— Start of PASSAGE —

Inside the Westin at DIA

Wings. A cruise ship. Even a mustache. Jeppesen Terminal’s white fabric peaks at Denver International Airport have long been compared to snowcapped mountains and tepees—even a circus tent—so it’s only fitting that the new Westin Hotel at DIA, connected to the terminal’s southern end, is already drawing real-life comparisons of its own. But the new hotel’s unusual form was influenced less by the desire to create a particular shape than by the need to keep a number of complex functions easy to navigate for hordes of travelers while squeezing intricate systems into a finite space.


The curbside entry of the Westin welcomes guests through a “forest” of columns, celebrating an environment of movement.

 

In the works since 2008, when DIA hit its teen years and DIA Manager of Aviation Kim Day recognized the need for expansion, an earlier master plan was evolved to include an on-site hotel, conference center, and outdoor plaza to complement DIA’s and RTD’s growth plans, all within a highly confined site. The available space was regulated by the FAA’s mandated height limitation, while the adjacent roadways limited its width.

— End of PASSAGE —
— Start of ENTRIES SUPPLIED —

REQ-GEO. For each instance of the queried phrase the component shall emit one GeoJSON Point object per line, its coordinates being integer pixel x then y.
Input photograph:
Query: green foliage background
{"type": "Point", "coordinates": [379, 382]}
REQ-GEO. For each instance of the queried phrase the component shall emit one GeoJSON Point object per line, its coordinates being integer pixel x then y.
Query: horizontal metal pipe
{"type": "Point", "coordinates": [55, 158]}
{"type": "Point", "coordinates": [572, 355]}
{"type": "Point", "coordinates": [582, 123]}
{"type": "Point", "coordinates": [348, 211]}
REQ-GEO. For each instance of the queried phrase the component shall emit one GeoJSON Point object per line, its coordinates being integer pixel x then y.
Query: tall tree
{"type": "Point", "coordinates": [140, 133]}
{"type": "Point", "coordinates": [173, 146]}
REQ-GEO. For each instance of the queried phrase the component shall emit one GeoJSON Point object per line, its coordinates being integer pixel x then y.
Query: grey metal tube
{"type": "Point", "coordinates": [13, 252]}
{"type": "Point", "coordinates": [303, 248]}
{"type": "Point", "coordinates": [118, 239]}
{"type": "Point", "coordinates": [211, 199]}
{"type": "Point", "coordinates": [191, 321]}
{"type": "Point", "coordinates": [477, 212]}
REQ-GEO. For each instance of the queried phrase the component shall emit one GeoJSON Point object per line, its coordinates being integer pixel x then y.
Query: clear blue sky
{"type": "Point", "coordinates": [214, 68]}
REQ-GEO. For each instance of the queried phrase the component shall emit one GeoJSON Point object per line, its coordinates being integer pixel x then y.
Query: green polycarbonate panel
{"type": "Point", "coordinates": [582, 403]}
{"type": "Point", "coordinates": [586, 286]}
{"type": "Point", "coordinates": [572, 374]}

— End of ENTRIES SUPPLIED —

In the text about the Westin at DIA, what limited the width of the available space?

The adjacent roadways limited its width.